WHAT YOU SHOULD DO. Please convert the records below into a two-column CSV with the headers record_text and answer, one row per record. Put each record's text and its answer in a quoted field, replacing line breaks with spaces.

[Records pointing to named objects]
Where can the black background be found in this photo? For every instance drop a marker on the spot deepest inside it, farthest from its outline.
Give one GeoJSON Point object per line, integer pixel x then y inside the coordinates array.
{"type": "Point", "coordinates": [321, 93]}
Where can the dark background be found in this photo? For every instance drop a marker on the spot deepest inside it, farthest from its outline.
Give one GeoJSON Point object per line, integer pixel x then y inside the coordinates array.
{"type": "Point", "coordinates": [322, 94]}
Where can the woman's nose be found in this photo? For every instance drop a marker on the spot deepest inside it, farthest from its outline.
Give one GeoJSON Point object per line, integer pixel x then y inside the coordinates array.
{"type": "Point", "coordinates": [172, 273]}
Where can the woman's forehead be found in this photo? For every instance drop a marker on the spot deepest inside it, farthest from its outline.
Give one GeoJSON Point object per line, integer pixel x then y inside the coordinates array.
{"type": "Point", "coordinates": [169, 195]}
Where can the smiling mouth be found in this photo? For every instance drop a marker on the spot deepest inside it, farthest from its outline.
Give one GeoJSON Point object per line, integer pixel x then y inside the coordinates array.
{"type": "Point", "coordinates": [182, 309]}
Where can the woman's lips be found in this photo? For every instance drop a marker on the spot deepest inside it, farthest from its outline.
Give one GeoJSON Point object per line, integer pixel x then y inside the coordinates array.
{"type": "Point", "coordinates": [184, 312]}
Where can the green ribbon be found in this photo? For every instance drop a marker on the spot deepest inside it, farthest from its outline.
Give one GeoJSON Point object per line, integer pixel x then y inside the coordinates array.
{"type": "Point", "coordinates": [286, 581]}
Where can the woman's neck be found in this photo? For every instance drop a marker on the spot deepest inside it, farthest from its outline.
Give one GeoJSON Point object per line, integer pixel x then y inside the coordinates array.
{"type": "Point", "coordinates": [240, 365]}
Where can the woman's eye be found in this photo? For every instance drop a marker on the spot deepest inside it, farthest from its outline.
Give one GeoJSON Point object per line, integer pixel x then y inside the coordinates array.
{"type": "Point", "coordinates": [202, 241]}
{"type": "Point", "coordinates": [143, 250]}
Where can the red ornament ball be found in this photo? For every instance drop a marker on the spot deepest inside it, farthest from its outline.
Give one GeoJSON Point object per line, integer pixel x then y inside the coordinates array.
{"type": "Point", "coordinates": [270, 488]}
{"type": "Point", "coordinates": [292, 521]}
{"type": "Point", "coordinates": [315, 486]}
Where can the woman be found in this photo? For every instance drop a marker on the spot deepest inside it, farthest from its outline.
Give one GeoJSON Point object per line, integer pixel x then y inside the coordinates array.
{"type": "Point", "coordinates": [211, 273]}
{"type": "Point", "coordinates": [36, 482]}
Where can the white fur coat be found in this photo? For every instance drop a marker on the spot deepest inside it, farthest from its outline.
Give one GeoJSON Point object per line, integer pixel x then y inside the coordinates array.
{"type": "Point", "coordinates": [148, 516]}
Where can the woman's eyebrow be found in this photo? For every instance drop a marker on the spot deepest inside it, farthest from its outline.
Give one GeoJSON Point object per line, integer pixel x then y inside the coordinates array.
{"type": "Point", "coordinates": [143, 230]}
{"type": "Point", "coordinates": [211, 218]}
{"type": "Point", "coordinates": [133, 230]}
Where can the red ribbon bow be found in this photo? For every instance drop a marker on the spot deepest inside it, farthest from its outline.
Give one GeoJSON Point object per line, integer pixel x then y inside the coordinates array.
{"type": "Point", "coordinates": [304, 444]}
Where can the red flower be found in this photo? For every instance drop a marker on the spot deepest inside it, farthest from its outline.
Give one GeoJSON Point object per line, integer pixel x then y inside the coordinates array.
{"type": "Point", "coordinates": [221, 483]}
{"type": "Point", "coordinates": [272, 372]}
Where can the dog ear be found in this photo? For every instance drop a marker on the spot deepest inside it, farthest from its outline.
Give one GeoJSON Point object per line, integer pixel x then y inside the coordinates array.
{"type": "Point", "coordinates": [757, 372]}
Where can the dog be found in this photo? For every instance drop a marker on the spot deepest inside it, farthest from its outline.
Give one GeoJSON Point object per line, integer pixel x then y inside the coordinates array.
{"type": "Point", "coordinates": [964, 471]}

RESULT OF THIS EXERCISE.
record_text,answer
"Where can the black background be found in this photo? For every instance drop a marker on the spot deepest inside it, farthest from its outline. Give one GeoJSON Point object per line, integer pixel x then y inside the coordinates array.","{""type"": ""Point"", ""coordinates"": [321, 93]}"
"Where can the dark background be found in this photo? For every instance drop a marker on the spot deepest inside it, farthest from its outline. Give one GeoJSON Point object per line, integer pixel x then y inside the coordinates array.","{""type"": ""Point"", ""coordinates"": [322, 94]}"
"Where can the woman's nose be found in this photo? For every instance drop a marker on the spot deepest inside it, farthest from its outline. Give one GeoJSON Point object per line, integer pixel x then y inside the coordinates array.","{""type"": ""Point"", ""coordinates"": [172, 273]}"
"Where can the woman's forehead be found in this photo? For every instance drop a marker on the spot deepest inside it, farthest from its outline. Give one GeoJSON Point object per line, integer pixel x then y inside the coordinates array.","{""type"": ""Point"", ""coordinates"": [169, 195]}"
"Where can the smiling mouth be found in this photo? For every instance drop a marker on the spot deepest inside it, farthest from its outline. Give one GeoJSON Point object per line, integer pixel x then y inside the coordinates array.","{""type"": ""Point"", ""coordinates"": [182, 309]}"
"Where can the woman's lips be found in this photo? For every instance drop a marker on the spot deepest inside it, farthest from its outline. Give one GeoJSON Point object per line, integer pixel x then y inside the coordinates array.","{""type"": ""Point"", ""coordinates"": [184, 312]}"
"Where can the green ribbon be found in this photo? For every instance drop a marker on the spot deepest inside it, farthest from its outline. Give one GeoJSON Point object per line, integer pixel x then y inside the coordinates array.","{""type"": ""Point"", ""coordinates"": [286, 581]}"
"Where can the woman's neck be found in this photo? For every instance drop a marker on the spot deepest inside it, farthest from its outline. Give one GeoJSON Point object per line, integer pixel x then y inside the coordinates array.","{""type"": ""Point"", ""coordinates"": [240, 365]}"
"Where can the woman's eye be found in this photo? For every instance drop a marker on the spot deepest inside it, farthest from its outline. Give one GeoJSON Point object per line, integer pixel x then y inside the coordinates array.","{""type"": ""Point"", ""coordinates"": [202, 241]} {""type"": ""Point"", ""coordinates"": [143, 250]}"
"Where can the red ornament ball be found in this photo? For every instance drop a marker on the spot deepest inside it, farthest from its outline. Give one GeoJSON Point object per line, integer pixel x then y inside the coordinates array.","{""type"": ""Point"", ""coordinates"": [270, 488]} {""type"": ""Point"", ""coordinates"": [292, 521]} {""type"": ""Point"", ""coordinates"": [315, 486]}"
"Where can the woman be found in this photo? For every instance drop a marker on the spot deepest inside it, farthest from its outline. Give one GeoJSON Point object per line, integer pixel x then y inside the coordinates array.","{""type"": ""Point"", ""coordinates"": [211, 273]} {""type"": ""Point"", ""coordinates"": [36, 482]}"
"Where can the white fur coat be found in this photo? For every instance drop a marker on the spot deepest inside it, farthest from its outline. Give one GeoJSON Point object per line, integer pixel x then y inside the coordinates array.","{""type"": ""Point"", ""coordinates"": [148, 516]}"
"Where can the woman's eyebrow be found in this photo? For every instance drop a marker on the spot deepest inside it, farthest from its outline. Give one GeoJSON Point object per line, integer pixel x then y inside the coordinates array.","{""type"": ""Point"", ""coordinates"": [143, 230]} {""type"": ""Point"", ""coordinates"": [211, 218]} {""type"": ""Point"", ""coordinates"": [133, 230]}"
"Where can the red ribbon bow be found in this photo? For every instance drop a marker on the spot deepest inside it, farthest from its outline. Give one GeoJSON Point object per line, integer pixel x then y inside the coordinates array.","{""type"": ""Point"", ""coordinates"": [304, 444]}"
"Where can the red flower be found in this photo? For every instance drop a marker on the spot deepest inside it, farthest from its outline. Give one GeoJSON Point object per line, integer pixel x then y inside the coordinates array.","{""type"": ""Point"", ""coordinates"": [221, 483]} {""type"": ""Point"", ""coordinates"": [272, 372]}"
"Where can the dog ear be found in this photo? For every instance drop a marker on the spot deepest inside it, farthest from its outline. Give one GeoJSON Point object per line, integer pixel x then y inside the coordinates array.","{""type"": ""Point"", ""coordinates"": [757, 372]}"
"Where can the dog be found in this photo? For every instance drop a marker on the spot deepest inside it, farthest from its outline. Give one GeoJSON Point object per line, integer pixel x then y inside the coordinates array.","{""type"": ""Point"", ""coordinates"": [964, 471]}"